EXCERPT TO READ.
As of 06/30/2008, the year-to-date return on my retirement portfolio is –4.67%. My one-year rate of return is –2.43%. My three-year rate of return is 8.50%.

My best performing fund, year-to-date, is the Vanguard Inflation-Protected Securities Fund Admiral Shares (5.81%). My one-year rate of return is 16.62%. My rate of return for this fund since its inception (in other words, since I converted from the Investor Shares class) is 6.42%.

My poorest performing fund, year-to-date, is the Vanguard Value Index Fund Investor Shares (-14.56%). My one-year rate of return is –20.29%. My three-year rate of return for this fund is 2.24%.

My retirement portfolio currently is divided among the following two investment vehicles:

71.86%: Vanguard Roth IRA (YTD Return, -2.97%)
28.14%: Thrift Savings Plan (YTD Return, -1.42%)

My target allocation for my retirement portfolio is 72/28 Equity/Fixed Income. The seventy-two percent equity allocation is split equally between domestic and foreign equity; the foreign equity is split 2:1 between developed and emerging markets. Specifically, my target allocations are as follows:

12%: Domestic Large-Cap Value
12%: Domestic Small-Cap Value
12%: Domestic REIT
24%: Foreign Developed Markets (Large)

(Object point labels)
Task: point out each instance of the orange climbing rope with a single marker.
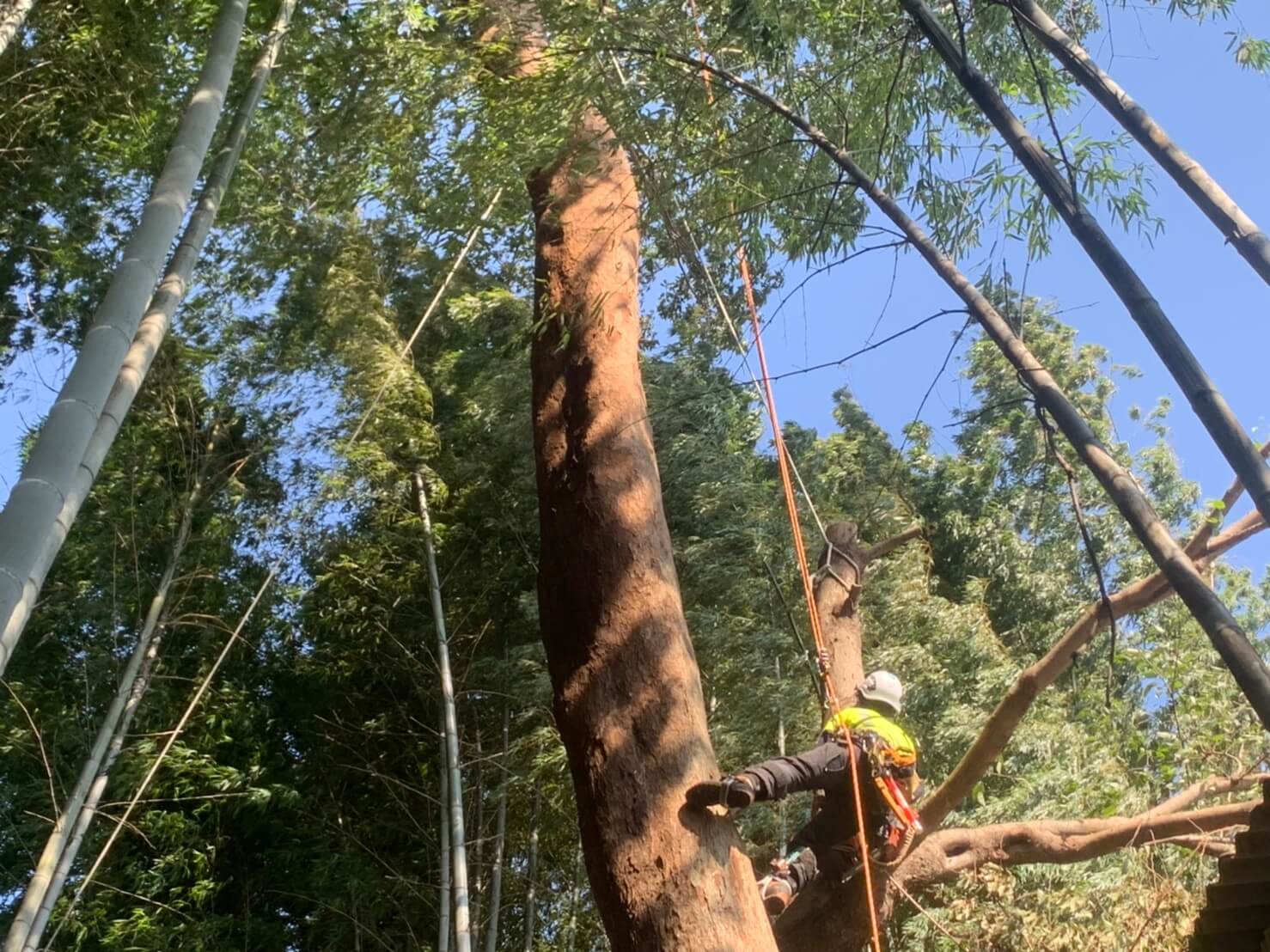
(808, 588)
(783, 462)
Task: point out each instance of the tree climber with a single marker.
(887, 762)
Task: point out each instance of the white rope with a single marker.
(749, 369)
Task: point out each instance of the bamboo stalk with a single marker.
(1203, 395)
(12, 21)
(28, 519)
(445, 900)
(153, 327)
(88, 813)
(1230, 640)
(1230, 218)
(457, 851)
(63, 845)
(479, 829)
(533, 872)
(496, 880)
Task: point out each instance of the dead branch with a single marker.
(949, 853)
(1208, 787)
(890, 545)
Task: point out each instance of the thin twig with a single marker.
(40, 741)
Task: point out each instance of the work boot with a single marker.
(776, 893)
(736, 792)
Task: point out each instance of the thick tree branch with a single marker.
(1230, 641)
(1001, 725)
(1208, 787)
(950, 853)
(1228, 499)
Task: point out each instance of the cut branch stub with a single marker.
(837, 595)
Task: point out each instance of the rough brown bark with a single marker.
(627, 693)
(1232, 644)
(839, 912)
(839, 582)
(627, 696)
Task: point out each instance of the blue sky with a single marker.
(1221, 113)
(1185, 76)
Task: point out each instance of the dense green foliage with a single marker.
(300, 808)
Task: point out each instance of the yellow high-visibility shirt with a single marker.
(863, 718)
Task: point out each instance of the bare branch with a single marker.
(1228, 499)
(890, 545)
(1201, 843)
(995, 735)
(949, 853)
(1208, 787)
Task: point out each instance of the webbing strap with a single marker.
(797, 531)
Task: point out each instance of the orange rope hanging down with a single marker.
(808, 588)
(797, 529)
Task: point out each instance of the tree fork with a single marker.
(1230, 640)
(1206, 400)
(1230, 218)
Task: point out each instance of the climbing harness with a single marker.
(784, 465)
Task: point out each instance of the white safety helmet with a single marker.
(882, 688)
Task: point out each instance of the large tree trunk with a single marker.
(449, 731)
(29, 518)
(627, 692)
(1232, 221)
(1230, 640)
(154, 324)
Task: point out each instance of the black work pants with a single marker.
(828, 840)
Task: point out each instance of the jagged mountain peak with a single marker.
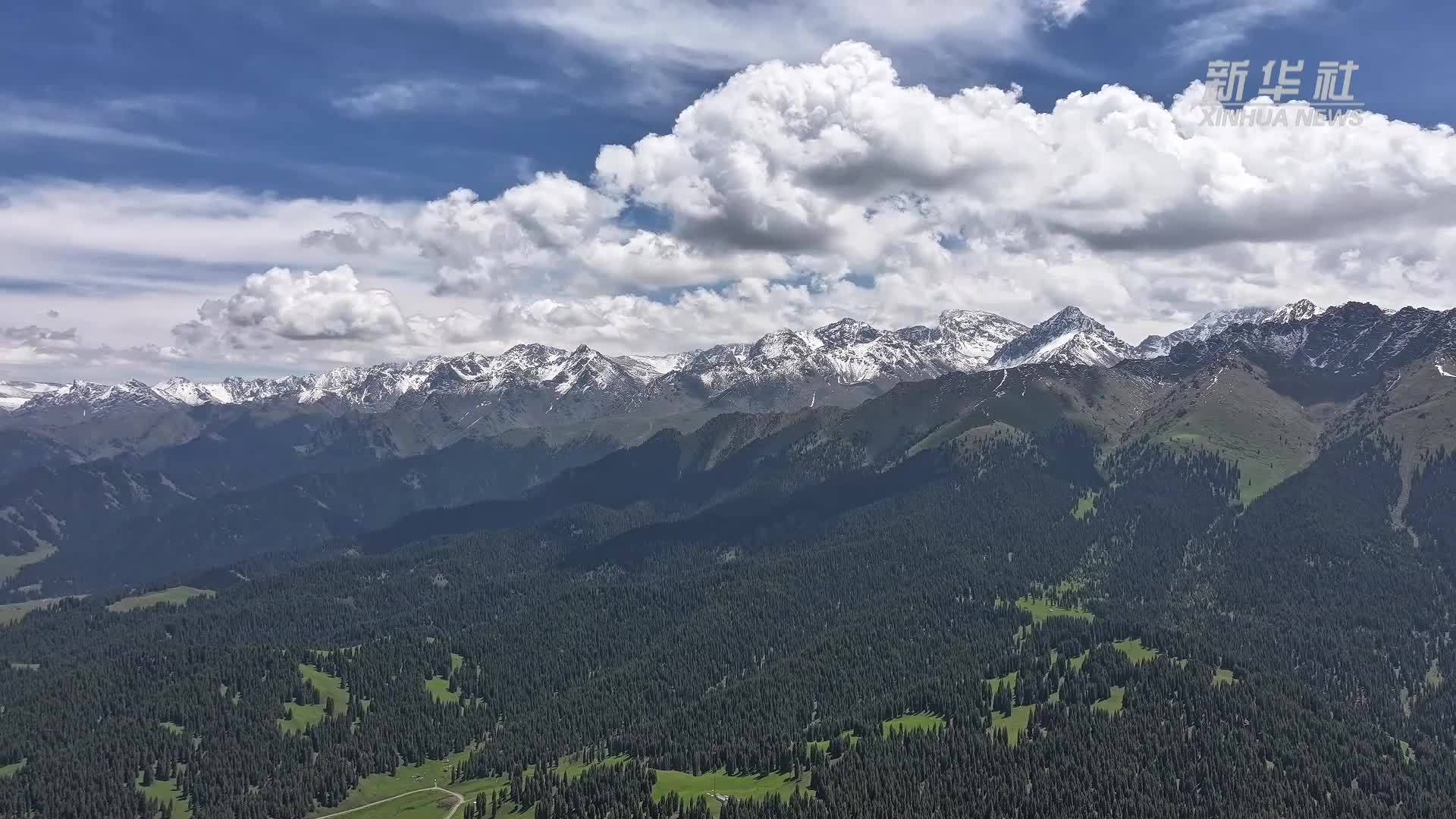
(1212, 324)
(848, 331)
(1299, 311)
(1069, 337)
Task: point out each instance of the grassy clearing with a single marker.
(1043, 608)
(1112, 706)
(175, 596)
(1242, 420)
(12, 613)
(1015, 723)
(1136, 651)
(168, 792)
(1087, 504)
(414, 777)
(428, 805)
(996, 682)
(823, 744)
(717, 787)
(12, 564)
(922, 722)
(573, 767)
(303, 716)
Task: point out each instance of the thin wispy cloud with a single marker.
(436, 93)
(38, 120)
(1219, 25)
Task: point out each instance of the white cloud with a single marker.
(795, 194)
(309, 306)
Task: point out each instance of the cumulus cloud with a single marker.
(794, 194)
(715, 36)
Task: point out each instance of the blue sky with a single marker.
(156, 153)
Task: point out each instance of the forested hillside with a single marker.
(1210, 585)
(1085, 632)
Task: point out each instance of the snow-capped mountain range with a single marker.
(781, 371)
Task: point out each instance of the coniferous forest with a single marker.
(1088, 634)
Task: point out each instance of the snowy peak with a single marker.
(1071, 337)
(968, 338)
(846, 333)
(15, 394)
(1299, 311)
(1207, 327)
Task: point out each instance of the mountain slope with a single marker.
(1071, 337)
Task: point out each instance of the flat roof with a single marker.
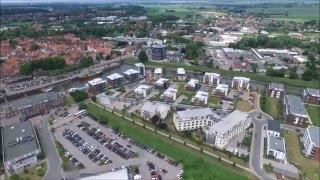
(276, 143)
(191, 113)
(314, 135)
(19, 139)
(296, 105)
(114, 76)
(228, 122)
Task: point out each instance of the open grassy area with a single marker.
(196, 164)
(309, 167)
(272, 107)
(243, 106)
(230, 74)
(314, 113)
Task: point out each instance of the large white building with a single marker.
(311, 142)
(276, 147)
(194, 118)
(149, 109)
(240, 83)
(223, 131)
(211, 78)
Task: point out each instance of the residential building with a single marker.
(149, 109)
(194, 119)
(221, 90)
(311, 96)
(162, 83)
(34, 105)
(115, 79)
(181, 74)
(193, 85)
(240, 83)
(97, 85)
(158, 51)
(132, 75)
(276, 90)
(141, 68)
(211, 78)
(142, 91)
(201, 98)
(294, 111)
(311, 142)
(157, 74)
(170, 95)
(273, 128)
(222, 132)
(20, 146)
(276, 148)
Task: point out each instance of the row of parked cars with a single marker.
(109, 143)
(92, 153)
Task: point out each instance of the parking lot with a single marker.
(99, 148)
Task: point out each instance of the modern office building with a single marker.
(311, 142)
(241, 83)
(20, 146)
(158, 52)
(294, 111)
(222, 132)
(194, 118)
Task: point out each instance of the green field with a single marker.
(196, 164)
(314, 113)
(309, 167)
(289, 13)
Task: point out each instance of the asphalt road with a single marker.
(54, 171)
(257, 145)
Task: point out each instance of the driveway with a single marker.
(54, 171)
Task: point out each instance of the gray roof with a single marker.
(191, 113)
(276, 86)
(296, 105)
(19, 139)
(273, 125)
(276, 143)
(315, 135)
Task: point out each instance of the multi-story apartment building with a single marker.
(294, 111)
(211, 78)
(170, 95)
(194, 118)
(311, 142)
(34, 105)
(115, 79)
(311, 96)
(20, 146)
(241, 83)
(142, 91)
(222, 132)
(275, 90)
(181, 74)
(193, 85)
(201, 98)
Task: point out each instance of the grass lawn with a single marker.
(243, 106)
(227, 73)
(314, 113)
(309, 167)
(272, 107)
(196, 164)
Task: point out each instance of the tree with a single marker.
(143, 57)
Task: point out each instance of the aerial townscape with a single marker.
(160, 90)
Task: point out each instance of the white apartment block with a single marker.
(211, 78)
(194, 118)
(223, 131)
(240, 83)
(149, 109)
(311, 142)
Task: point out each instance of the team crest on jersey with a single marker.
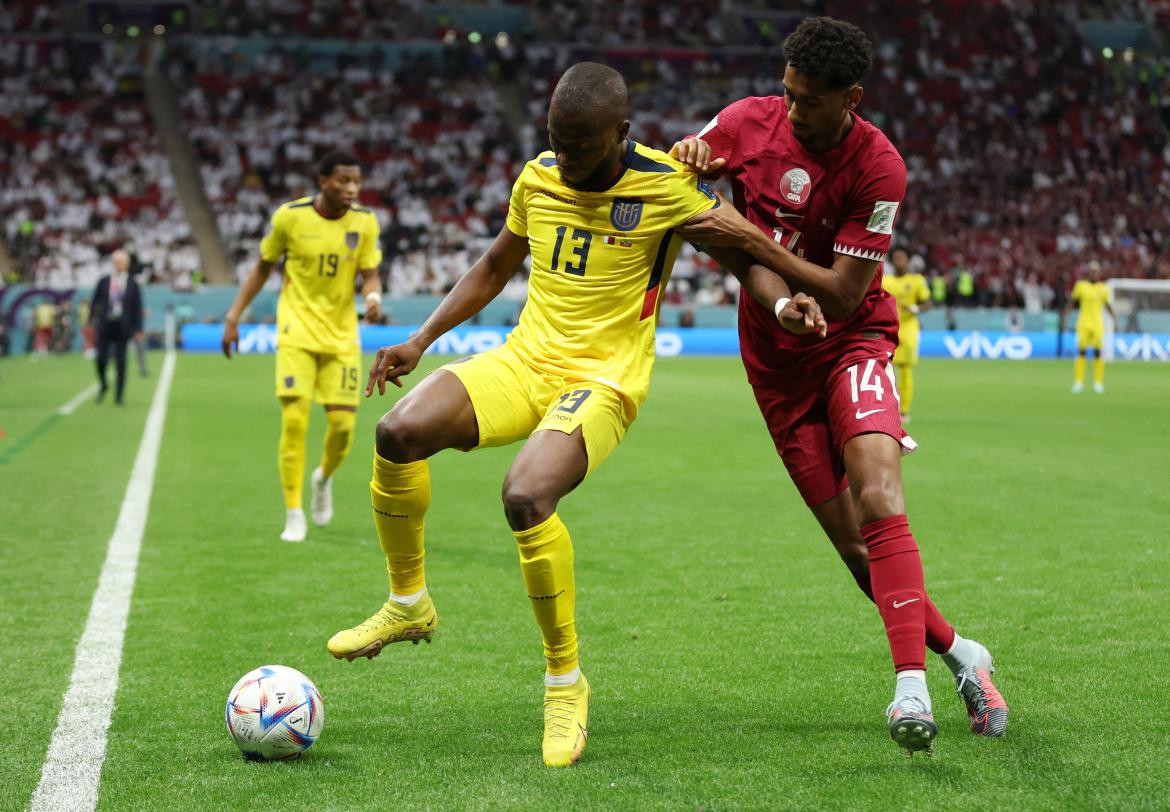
(626, 213)
(796, 186)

REQUIRED ACTIONS.
A. In the retirement portfolio report, which fund performed worst year-to-date?
B. Identify every line of the records that contains the string "work", and treat case as significant.

TASK-BY-TASK ANSWERS.
A. The Vanguard Value Index Fund Investor Shares, at -14.56%.

B.
Task: point out each instance of the work boot with a single marker.
Task: point out each instance of the black work pants with a single marker.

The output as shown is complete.